Retype the listing that follows, exactly as written.

· · · · · · ·

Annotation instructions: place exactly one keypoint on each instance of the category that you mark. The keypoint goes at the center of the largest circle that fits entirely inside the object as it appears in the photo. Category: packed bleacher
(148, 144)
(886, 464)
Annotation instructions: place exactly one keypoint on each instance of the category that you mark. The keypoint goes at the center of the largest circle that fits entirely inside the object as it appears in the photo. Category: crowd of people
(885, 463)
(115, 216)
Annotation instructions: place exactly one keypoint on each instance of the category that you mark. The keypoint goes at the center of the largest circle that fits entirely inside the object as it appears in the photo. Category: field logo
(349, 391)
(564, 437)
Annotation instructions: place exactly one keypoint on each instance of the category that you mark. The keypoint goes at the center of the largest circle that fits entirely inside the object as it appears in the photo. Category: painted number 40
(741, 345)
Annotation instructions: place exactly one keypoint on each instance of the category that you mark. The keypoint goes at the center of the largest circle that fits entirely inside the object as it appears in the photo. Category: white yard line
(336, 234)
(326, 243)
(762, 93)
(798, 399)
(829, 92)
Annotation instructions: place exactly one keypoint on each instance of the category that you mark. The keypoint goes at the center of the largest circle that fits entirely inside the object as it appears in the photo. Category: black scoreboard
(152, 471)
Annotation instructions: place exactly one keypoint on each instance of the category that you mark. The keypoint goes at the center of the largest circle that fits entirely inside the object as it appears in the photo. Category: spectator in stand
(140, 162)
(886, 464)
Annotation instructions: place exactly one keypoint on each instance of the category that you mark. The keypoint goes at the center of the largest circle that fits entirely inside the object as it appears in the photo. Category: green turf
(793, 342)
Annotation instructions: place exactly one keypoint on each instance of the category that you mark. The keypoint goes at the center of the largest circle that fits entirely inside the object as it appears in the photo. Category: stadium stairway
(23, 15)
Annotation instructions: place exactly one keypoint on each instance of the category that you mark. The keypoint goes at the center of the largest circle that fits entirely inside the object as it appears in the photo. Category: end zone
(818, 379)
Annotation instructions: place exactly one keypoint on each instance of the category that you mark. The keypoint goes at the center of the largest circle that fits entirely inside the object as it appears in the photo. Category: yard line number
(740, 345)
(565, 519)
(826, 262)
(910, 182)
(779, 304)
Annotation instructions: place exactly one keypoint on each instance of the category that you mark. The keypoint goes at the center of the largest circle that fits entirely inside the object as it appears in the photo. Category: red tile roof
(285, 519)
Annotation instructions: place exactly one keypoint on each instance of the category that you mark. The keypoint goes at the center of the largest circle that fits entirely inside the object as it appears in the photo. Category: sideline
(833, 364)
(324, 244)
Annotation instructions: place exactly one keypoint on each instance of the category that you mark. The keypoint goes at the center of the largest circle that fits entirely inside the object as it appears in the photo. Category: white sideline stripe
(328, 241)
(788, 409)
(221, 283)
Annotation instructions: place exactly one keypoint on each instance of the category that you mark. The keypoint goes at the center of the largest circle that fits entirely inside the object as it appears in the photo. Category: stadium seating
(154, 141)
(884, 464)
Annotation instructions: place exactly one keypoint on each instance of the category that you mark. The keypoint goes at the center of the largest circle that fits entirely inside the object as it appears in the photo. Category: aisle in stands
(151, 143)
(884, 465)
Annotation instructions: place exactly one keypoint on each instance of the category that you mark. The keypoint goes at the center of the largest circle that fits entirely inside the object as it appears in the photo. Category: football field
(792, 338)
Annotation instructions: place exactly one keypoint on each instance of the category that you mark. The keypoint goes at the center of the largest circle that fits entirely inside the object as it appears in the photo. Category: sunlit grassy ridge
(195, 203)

· · · · · · ·

**Result below**
Annotation instructions: place exactly one keypoint on each instance of the category that you mark. The keypoint goes at the center of the largest circle that fits entirely inside the object as it appears in the photo. Category: packed bleacher
(148, 144)
(886, 464)
Annotation instructions: place exactly one keypoint on each instance of the category that you mark. The keypoint goes at the center of the largest circle that fits entirely inside the object as it appears in the photo. Category: crowd of people
(885, 463)
(115, 216)
Annotation instructions: place exactly one keypoint on each instance of the category that you mark. The keypoint goes at the center of the largest circle that fits entirely inside the object as it appears in the photo. Category: field logo
(349, 391)
(564, 437)
Annotation instructions: place exactly one keypoint on each instance of the category that you mark. The keypoint goes at the center of the largest circle that fits entirely inside the object as it appears in the photo. Category: painted number 40
(741, 345)
Annotation instructions: place exactly one keypoint on each instance of the category that you mark. The keypoint goes at the center of the largest circle that fits entirely inside the object as it appears in the photo. Category: white yard line
(336, 234)
(326, 243)
(762, 93)
(798, 399)
(829, 92)
Annotation instructions: place exactly one keypoint on each instance of the category that you mark. The keypoint goes at the center of the largest circle that fits entirely inside the object as it appears in the photo. Category: black scoreboard
(152, 471)
Annotation instructions: place exactly one keypoint on each instance of the category that you mark. The keypoint goes at the center of the largest circle that fits entirely inside the object as it appears in the photo. Category: spectator in stand
(140, 162)
(886, 464)
Annotation instructions: place exactly one keypoint on each instance of the category that you mark. The keypoint goes at the center of the largest circle that fits entirely inside the object as it appears in the photo. Category: green turf
(793, 342)
Annotation instructions: place exactly one keypoint on each instance of the category that you mark. The keypoint goes at the center of the largest circle that fits entirely inside the object as it appears in the photo. Category: stadium stairway
(23, 15)
Annotation instructions: place exactly one keypoint on each instance of the category that you mark. The keypoint goes at the center of the largest circle that fits entirely inside the object as it appears in the photo. Category: end zone
(818, 379)
Annotation instructions: place exactly one keypoint on each instance of the category that you mark. The keypoint goes at the center of the largest circle that fits entirely inside the object as it appears in the photo. Category: yard line number
(740, 345)
(565, 519)
(826, 262)
(910, 182)
(779, 304)
Annotation instructions: place exactly one keypoint on each instance of the category that you mark. The keypoint goes at the center of the largest circle that fits entirely inside the object as it appears in the photo. Category: red tile roof
(285, 519)
Annotation instructions: place exactly one keypoint on each instance of the category that you mark. The keypoint goes at the center of the largest circle that fits entirely inside the object as it appears in the photo. Category: sideline
(833, 364)
(324, 244)
Annotation instructions: place exactly one keypoint on each instance of the category that you mark. The keypoint goes at the center of the largest circle that fits entirely inside the object as it appears in the photo. Category: white sideline stripe
(328, 241)
(788, 409)
(221, 283)
Annotation instructions: place exactly one keypoint on each instance of the category that you mark. The keypoint goes at the center of the largest circle that fits entirely inside the object as it appears in the photo. Category: stadium seating
(154, 141)
(884, 464)
Annotation instructions: place exactly one keypoint on each instance of the category that you mark. The keypoint goes at the center of the largest circle that fits entirely inside the object as it appears in the photo. Category: aisle in stands
(151, 143)
(884, 465)
Annotation instructions: place exactly one keypoint on each instance of the category that you mark. The keypoint goes at the center of the largest circle that fits entirely inside the object as it appears in the photo. Category: football field
(792, 338)
Annotation instructions: place exactly one keypoint on each instance of the category that you mark. The keypoint goes at the center of the largest circle that fits entirely inside the object as it appears in the photo. Category: sunlit grassy ridge
(195, 203)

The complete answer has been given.